What is being asked ▸ Present the data once more in exactly its original form.

Records from a point labeling set:
%%
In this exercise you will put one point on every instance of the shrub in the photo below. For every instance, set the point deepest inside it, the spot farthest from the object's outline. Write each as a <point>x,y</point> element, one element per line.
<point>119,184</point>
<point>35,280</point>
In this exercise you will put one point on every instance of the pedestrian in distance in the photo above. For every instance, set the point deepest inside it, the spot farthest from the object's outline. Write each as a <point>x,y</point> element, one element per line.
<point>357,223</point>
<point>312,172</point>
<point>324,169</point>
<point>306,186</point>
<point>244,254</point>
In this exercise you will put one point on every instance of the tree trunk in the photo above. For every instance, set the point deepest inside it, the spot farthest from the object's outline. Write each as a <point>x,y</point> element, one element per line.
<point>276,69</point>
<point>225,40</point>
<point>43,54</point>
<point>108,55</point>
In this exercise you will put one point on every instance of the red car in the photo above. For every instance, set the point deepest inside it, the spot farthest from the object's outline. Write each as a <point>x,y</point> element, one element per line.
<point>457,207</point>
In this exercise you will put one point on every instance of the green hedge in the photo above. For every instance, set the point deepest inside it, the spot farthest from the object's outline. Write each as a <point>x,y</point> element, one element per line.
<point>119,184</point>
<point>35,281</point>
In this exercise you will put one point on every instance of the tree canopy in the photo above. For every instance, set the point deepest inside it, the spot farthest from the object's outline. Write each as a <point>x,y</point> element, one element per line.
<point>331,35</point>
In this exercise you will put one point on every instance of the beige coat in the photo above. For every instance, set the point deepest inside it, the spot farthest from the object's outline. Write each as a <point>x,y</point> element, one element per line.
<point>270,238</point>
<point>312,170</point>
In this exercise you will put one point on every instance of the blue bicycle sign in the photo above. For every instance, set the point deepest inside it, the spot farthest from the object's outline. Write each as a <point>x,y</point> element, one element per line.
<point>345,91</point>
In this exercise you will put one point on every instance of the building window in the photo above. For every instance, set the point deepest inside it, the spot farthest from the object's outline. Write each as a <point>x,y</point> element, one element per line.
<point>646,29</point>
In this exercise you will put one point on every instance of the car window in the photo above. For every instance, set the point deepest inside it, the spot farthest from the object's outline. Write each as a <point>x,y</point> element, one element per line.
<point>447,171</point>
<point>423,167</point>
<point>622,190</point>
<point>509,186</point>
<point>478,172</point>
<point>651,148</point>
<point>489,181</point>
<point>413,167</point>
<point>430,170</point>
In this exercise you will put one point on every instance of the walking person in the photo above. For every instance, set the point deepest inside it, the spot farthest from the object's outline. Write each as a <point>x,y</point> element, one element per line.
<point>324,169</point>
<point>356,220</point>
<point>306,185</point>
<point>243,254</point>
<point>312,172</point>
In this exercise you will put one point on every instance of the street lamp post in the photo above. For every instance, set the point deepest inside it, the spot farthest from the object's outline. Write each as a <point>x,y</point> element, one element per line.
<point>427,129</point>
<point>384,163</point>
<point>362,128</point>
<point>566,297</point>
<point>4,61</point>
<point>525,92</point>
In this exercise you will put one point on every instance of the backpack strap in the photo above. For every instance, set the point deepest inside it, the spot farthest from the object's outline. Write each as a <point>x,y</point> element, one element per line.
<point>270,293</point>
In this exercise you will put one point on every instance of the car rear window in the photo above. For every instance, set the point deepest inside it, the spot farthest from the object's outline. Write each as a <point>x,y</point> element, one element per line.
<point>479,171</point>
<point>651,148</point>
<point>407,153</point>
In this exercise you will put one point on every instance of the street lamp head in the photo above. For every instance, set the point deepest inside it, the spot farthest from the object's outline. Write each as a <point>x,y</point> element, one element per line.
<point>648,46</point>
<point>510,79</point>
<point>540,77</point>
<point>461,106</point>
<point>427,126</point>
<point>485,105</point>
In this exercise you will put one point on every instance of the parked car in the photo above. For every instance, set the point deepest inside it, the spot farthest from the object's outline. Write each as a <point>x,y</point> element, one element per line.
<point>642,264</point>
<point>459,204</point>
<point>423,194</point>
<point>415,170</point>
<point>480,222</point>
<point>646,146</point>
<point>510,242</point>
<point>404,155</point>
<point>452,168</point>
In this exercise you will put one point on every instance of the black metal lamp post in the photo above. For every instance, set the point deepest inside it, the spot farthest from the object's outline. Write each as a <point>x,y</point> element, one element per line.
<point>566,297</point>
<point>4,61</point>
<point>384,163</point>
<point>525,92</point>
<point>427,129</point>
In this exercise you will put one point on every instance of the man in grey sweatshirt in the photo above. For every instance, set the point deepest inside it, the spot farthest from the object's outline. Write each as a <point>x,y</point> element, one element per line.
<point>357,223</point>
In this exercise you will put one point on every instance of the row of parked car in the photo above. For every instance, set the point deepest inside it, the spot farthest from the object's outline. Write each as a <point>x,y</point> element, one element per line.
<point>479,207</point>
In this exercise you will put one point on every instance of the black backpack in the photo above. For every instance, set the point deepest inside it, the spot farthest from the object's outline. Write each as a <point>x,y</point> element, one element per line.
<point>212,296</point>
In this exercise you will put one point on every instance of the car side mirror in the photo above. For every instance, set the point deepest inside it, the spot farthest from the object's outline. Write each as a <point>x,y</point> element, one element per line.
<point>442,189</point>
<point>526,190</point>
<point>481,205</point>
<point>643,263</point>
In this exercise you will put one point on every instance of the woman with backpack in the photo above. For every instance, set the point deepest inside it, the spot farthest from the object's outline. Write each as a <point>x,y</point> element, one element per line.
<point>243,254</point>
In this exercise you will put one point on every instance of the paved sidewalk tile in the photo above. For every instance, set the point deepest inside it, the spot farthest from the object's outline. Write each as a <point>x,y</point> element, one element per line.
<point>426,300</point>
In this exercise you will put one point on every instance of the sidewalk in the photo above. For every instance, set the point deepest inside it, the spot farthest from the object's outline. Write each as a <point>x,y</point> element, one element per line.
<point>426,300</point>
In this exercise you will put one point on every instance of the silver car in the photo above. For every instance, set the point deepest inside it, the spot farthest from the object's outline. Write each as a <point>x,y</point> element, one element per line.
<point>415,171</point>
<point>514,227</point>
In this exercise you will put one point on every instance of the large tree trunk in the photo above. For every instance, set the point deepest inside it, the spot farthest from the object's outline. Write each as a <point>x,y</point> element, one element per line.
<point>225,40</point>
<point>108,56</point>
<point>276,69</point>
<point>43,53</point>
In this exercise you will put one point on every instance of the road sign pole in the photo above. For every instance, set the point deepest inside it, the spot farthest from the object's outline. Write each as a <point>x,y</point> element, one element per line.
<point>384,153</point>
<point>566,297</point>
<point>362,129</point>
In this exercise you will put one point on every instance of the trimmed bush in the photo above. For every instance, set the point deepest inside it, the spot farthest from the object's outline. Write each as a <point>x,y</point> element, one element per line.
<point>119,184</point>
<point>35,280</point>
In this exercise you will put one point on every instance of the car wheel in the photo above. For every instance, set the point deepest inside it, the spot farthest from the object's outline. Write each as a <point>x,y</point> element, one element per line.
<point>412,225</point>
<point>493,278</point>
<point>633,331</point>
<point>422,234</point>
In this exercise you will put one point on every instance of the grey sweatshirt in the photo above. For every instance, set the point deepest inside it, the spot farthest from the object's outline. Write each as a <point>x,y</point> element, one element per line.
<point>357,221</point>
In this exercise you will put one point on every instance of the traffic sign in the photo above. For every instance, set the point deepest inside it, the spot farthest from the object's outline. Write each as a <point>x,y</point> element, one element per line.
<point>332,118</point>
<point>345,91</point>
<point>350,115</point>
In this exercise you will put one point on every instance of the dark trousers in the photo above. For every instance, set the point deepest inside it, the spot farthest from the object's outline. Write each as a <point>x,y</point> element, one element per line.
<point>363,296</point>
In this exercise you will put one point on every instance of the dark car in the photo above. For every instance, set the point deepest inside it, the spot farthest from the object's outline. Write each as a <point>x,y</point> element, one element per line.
%%
Answer for this exercise ▸
In this exercise you will put one point on every instance of the shrub in the photo below. For every instance, set the point deepest inside it, the spot farthest from the object's outline. Write each as a <point>x,y</point> element, one element per line.
<point>119,184</point>
<point>35,280</point>
In this exercise you will put one point on every instance of the pedestrian in distance in the photo above. For every instance, set the point deepest inside it, the spot farthest from the object's outline. Write each as a <point>x,y</point> element, one element per line.
<point>357,223</point>
<point>312,172</point>
<point>324,169</point>
<point>306,186</point>
<point>244,254</point>
In this exercise you will put one point on every instance of the tree trunk in the photo above. For every instance, set the point deepest inside it, the spot farthest from the object's outline. Write each as a <point>x,y</point> element, one element per line.
<point>276,69</point>
<point>225,40</point>
<point>43,54</point>
<point>108,55</point>
In this exercise you will put one point on every instance of the red car in the photo above. For every instance, set the point deepest inside it, the spot farthest from the object's outline. Write each as a <point>x,y</point> element, one element per line.
<point>457,207</point>
In this exercise you will put one point on every instance of the green hedge in the photo above. For every instance, set the point deepest inside it, the spot farthest from the object's outline. Write each as a <point>x,y</point> element, one element per line.
<point>119,184</point>
<point>35,281</point>
In this exercise you will put one point on every instance of the tree canopy in the photo above. For every instance, set the point deepest inside it, the spot farthest from the object's outline. Write each as a <point>x,y</point> element, one element per line.
<point>331,35</point>
In this exercise you will put one point on every instance of the beige coat in the photo above. For every instance, set the point deepest inside it, the spot farthest from the object's outline. Write each as a <point>x,y</point> element, one element per line.
<point>270,238</point>
<point>312,170</point>
In this exercise you will put one point on every instance of the blue bicycle sign in the photo above. For every instance, set the point deepest inside it, the spot farthest from the object's outline. Write each as a <point>x,y</point> element, one element per line.
<point>345,91</point>
In this exercise you will put one point on every instance of the building window in the photo above. For every instance, set the point deepest inside it, the spot farthest from the object's outline. Write each as a <point>x,y</point> element, one element per line.
<point>646,29</point>
In this exercise you will put one point on every instance of the car window in the photo above. For every instance, set the point deepest inside it, the spot farthest from the object's outline. Write each as a <point>x,y</point> element, one element per line.
<point>447,171</point>
<point>423,167</point>
<point>622,190</point>
<point>509,186</point>
<point>478,172</point>
<point>651,148</point>
<point>489,181</point>
<point>413,167</point>
<point>430,170</point>
In this exercise you will put one point on every instance of the walking person in the photo above. For every instance, set the point deepest inside it, the spot farthest from the object's outline. Write each as a <point>x,y</point> element, one element per line.
<point>324,169</point>
<point>356,220</point>
<point>306,185</point>
<point>243,254</point>
<point>312,172</point>
In this exercise you will put one point on every instance of the street lamp post in the photo above. For every instance, set the point deepest inside it, the spot farthest from the object's outline. Write each as a <point>x,y</point> element, one element per line.
<point>427,129</point>
<point>384,163</point>
<point>362,128</point>
<point>566,297</point>
<point>4,61</point>
<point>525,92</point>
In this exercise you will put one point on every instance of the backpack strap in the photo above. For every instance, set the point deepest inside it, the spot farthest from the object's outline. Write each as a <point>x,y</point> element, one element per line.
<point>270,293</point>
In this exercise you will put one point on every instance of the car rear window in the photo above. For every instance, set the point deepest inside it, the spot farthest from the object's outline. Write each as a <point>x,y</point> element, one element per line.
<point>479,171</point>
<point>651,148</point>
<point>407,153</point>
In this exercise you will put one point on every instance of the street lamp head in the photo above. For every instance, set the point deepest inside it, the spot farthest from the object's outline. Write each as a <point>x,y</point> element, one element per line.
<point>648,46</point>
<point>510,79</point>
<point>540,77</point>
<point>461,106</point>
<point>427,126</point>
<point>485,105</point>
In this exercise you will put one point on every instance of the parked car in the photo above. For every instance, set the point deepest inside it, the spot farthest from the object's outline. Write each as a <point>x,y</point> element, one element per line.
<point>642,264</point>
<point>459,204</point>
<point>423,194</point>
<point>415,170</point>
<point>480,222</point>
<point>646,146</point>
<point>510,242</point>
<point>404,155</point>
<point>452,168</point>
In this exercise you will put one point on every instance of the black metal lamp post in the photo above. For every instance, set the point deepest inside it, the spot farthest from the object's outline. Write each as a <point>x,y</point> element, one element per line.
<point>566,297</point>
<point>4,61</point>
<point>384,163</point>
<point>525,92</point>
<point>427,129</point>
In this exercise you will put one point on every instance of the man in grey sweatshirt in the photo above. For every instance, set the point deepest inside it, the spot farthest from the object's outline. Write each as a <point>x,y</point> element, one element per line.
<point>357,223</point>
In this exercise you will put one point on every instance of the row of parked car in the photo above. For every instance, set the point deepest inside it, the spot farthest from the object's outline. Write each as a <point>x,y</point> element, one element per line.
<point>479,207</point>
In this exercise you will put one point on every instance of the black backpack in the photo above. For every instance, set the point deepest inside it, the spot farthest from the object's outline. Write each as a <point>x,y</point> element, one element per line.
<point>212,296</point>
In this exercise you will put one point on every instance of the car side mirror in the photo above. For every instance, set the point deepest inside it, the spot farthest from the object's outline. Write each as a <point>x,y</point> element, one element per line.
<point>442,189</point>
<point>526,190</point>
<point>481,205</point>
<point>643,263</point>
In this exercise you will put one point on every instance of the woman with backpack in the photo above. For every instance, set the point deepest inside it, the spot farthest from the object's outline. Write each as a <point>x,y</point> element, one element per line.
<point>243,254</point>
In this exercise you will put one point on every instance of the paved sidewalk tile in the photo above. For every instance, set the point deepest inside it, the spot farthest from the object's outline. Write each as a <point>x,y</point> element, one element per line.
<point>426,300</point>
In this exercise you will put one point on every instance of the sidewalk in the photo above. For every instance, set the point deepest inside it, the spot farthest from the object's outline. Write each as a <point>x,y</point> element, one element per line.
<point>426,300</point>
In this exercise you will put one point on every instance of the silver car in the photo above. For every instance, set the point deepest inside it, the spot farthest from the object's outline. Write each as a <point>x,y</point> element, one element per line.
<point>415,171</point>
<point>514,227</point>
In this exercise you will put one point on every instance of the large tree trunk in the photo above. For every instance, set the point deepest inside it, the spot farthest from the object's outline. Write each as a <point>x,y</point> element, one element per line.
<point>225,40</point>
<point>108,56</point>
<point>276,69</point>
<point>43,53</point>
In this exercise you will put one point on every instance of the road sign pole in the photo above. For every instance, set the point deepest inside it, the spot farthest from the object's outline. Write each as a <point>x,y</point> element, one element per line.
<point>384,153</point>
<point>566,297</point>
<point>362,129</point>
In this exercise you will put one point on every instance of the trimmed bush in the photo above. For every instance, set the point deepest inside it, the spot farthest from the object's outline. Write each as a <point>x,y</point> element, one element per line.
<point>119,184</point>
<point>35,280</point>
In this exercise you will put one point on every instance of the car wheel in the photo above. For every instance, set the point deepest inside it, the spot farthest from the object's outline. Write each as a <point>x,y</point> element, one element per line.
<point>412,225</point>
<point>493,278</point>
<point>633,331</point>
<point>422,234</point>
In this exercise you will put one point on every instance of the grey sweatshirt in the photo above. For every instance, set the point deepest inside it, the spot farthest from the object's outline. Write each as a <point>x,y</point> element, one element per line.
<point>357,221</point>
In this exercise you will put one point on every instance of the traffic sign in the photo above. For every instance, set the point deepest inside it, the spot farthest from the object's outline. Write each as a <point>x,y</point> element, one element per line.
<point>332,118</point>
<point>345,91</point>
<point>350,115</point>
In this exercise you will put one point on every instance of the dark trousers in the photo above. For every instance, set the point deepest inside it, the spot farthest from the object's outline. Write each as a <point>x,y</point> element, one element per line.
<point>363,296</point>
In this exercise you will put one point on every instance of the dark car in the photo above. For every instance, set the point deepest inside it, the spot farthest from the object's outline. Write each as a <point>x,y</point> element, one element per line.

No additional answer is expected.